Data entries
======

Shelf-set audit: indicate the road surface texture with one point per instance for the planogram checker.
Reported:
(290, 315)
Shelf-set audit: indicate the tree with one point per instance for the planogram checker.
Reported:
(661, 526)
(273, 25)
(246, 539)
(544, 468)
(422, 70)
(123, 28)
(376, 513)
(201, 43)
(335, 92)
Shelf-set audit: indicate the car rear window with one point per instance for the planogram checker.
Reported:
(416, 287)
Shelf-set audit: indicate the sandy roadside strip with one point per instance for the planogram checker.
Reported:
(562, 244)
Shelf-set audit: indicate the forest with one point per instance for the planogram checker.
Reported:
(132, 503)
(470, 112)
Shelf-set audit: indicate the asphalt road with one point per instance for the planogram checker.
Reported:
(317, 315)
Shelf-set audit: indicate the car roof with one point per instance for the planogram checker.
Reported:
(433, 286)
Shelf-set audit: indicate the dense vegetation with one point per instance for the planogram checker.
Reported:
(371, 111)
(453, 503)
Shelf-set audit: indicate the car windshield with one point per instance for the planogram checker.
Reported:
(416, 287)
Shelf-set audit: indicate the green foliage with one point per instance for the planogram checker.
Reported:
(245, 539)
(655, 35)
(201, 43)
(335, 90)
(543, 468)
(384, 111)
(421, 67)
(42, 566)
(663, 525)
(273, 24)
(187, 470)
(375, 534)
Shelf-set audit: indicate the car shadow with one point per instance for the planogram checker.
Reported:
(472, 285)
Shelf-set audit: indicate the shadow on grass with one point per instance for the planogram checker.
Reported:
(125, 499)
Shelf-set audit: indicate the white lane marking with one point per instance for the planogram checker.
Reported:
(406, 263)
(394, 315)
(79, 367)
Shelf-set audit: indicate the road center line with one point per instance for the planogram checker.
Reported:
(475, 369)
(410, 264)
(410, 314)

======

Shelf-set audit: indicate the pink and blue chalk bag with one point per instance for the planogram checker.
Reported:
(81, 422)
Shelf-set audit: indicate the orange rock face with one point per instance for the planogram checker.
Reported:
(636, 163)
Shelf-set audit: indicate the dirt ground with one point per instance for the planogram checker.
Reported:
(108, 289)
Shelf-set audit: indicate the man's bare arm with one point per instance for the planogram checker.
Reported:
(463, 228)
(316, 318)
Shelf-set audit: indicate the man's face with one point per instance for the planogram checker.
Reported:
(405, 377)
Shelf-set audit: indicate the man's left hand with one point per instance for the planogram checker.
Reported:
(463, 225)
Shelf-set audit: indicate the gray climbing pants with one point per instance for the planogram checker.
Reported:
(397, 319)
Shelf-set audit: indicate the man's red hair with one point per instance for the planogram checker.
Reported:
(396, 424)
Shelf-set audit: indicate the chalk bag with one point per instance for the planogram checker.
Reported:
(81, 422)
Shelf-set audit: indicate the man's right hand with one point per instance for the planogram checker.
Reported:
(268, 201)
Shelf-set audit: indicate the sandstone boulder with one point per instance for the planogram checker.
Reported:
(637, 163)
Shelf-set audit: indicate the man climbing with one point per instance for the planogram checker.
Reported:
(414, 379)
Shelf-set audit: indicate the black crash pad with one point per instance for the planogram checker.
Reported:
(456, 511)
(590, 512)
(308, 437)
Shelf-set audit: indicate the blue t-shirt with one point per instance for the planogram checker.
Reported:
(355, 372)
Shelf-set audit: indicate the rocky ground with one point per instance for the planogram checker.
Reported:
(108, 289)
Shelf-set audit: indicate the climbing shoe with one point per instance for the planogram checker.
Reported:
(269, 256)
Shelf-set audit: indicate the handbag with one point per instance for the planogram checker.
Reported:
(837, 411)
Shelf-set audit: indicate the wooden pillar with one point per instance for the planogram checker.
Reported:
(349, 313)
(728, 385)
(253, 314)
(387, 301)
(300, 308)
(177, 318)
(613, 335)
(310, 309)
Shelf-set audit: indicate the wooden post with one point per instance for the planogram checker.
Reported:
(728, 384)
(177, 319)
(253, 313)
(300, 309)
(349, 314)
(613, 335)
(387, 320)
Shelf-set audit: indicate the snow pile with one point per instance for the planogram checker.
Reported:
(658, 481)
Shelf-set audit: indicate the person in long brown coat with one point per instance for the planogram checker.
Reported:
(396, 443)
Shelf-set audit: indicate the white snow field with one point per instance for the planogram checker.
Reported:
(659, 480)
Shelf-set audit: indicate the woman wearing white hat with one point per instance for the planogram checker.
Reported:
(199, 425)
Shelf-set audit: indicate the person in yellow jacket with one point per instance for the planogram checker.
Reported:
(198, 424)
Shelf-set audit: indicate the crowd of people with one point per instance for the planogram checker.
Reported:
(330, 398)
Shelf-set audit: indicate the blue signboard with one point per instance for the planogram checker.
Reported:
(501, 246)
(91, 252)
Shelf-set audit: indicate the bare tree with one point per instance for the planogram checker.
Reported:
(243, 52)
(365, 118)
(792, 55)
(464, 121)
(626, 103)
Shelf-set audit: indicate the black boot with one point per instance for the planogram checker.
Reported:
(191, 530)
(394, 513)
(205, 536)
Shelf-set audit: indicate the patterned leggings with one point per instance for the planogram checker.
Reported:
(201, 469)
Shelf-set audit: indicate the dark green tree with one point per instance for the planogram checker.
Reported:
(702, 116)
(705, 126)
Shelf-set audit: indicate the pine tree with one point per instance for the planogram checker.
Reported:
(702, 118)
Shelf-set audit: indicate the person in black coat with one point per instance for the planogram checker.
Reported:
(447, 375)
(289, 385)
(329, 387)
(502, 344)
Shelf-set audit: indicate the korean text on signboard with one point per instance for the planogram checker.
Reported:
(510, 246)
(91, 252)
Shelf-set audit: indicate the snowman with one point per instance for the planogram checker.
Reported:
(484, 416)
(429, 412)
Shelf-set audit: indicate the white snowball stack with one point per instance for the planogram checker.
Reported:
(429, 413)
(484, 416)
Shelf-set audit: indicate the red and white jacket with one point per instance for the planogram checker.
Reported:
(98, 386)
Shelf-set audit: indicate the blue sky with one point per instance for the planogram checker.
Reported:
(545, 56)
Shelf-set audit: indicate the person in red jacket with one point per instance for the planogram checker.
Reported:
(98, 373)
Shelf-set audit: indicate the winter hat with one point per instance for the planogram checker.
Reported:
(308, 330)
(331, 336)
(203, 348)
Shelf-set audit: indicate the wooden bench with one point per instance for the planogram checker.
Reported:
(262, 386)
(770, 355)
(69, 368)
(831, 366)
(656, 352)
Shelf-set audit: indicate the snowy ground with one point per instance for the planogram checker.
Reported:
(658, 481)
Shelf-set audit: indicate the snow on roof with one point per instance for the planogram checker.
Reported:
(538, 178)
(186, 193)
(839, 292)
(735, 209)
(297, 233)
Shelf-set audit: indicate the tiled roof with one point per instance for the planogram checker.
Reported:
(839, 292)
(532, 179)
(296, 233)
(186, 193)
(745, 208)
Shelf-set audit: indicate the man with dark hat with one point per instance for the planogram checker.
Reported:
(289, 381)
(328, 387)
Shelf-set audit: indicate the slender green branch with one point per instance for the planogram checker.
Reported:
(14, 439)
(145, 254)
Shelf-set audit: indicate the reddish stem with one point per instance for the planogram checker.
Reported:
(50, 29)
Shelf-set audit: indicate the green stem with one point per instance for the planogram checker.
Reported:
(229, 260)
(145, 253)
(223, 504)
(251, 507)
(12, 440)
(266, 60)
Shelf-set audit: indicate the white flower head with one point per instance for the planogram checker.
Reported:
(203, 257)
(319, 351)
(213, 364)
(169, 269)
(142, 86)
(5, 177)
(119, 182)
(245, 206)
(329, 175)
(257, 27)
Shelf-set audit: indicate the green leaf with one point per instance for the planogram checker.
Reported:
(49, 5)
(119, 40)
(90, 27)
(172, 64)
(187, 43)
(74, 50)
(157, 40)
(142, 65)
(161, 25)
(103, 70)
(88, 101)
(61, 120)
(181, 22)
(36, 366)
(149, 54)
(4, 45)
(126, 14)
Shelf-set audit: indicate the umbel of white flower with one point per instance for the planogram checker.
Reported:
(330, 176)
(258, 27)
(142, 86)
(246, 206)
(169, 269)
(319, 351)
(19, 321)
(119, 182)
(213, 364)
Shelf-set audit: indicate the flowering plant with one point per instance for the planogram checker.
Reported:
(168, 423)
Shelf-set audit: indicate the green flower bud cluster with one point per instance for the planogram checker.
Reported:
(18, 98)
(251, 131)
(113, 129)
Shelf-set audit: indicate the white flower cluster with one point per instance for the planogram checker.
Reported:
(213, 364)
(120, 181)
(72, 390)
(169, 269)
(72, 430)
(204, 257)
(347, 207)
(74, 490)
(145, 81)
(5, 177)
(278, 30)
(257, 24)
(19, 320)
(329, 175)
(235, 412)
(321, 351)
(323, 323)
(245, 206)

======

> OBJECTIVE
Return every line in the data entries that contains the word "roof".

> RESULT OF THE EXERCISE
Shelf-set audit: indicate the car roof with one point per instance for the planogram checker.
Shelf-set audit: indicate the snow on roof with one point per instance for the planogram checker.
Shelf-set audit: indicate the tiled roof with one point per instance for the planogram checker.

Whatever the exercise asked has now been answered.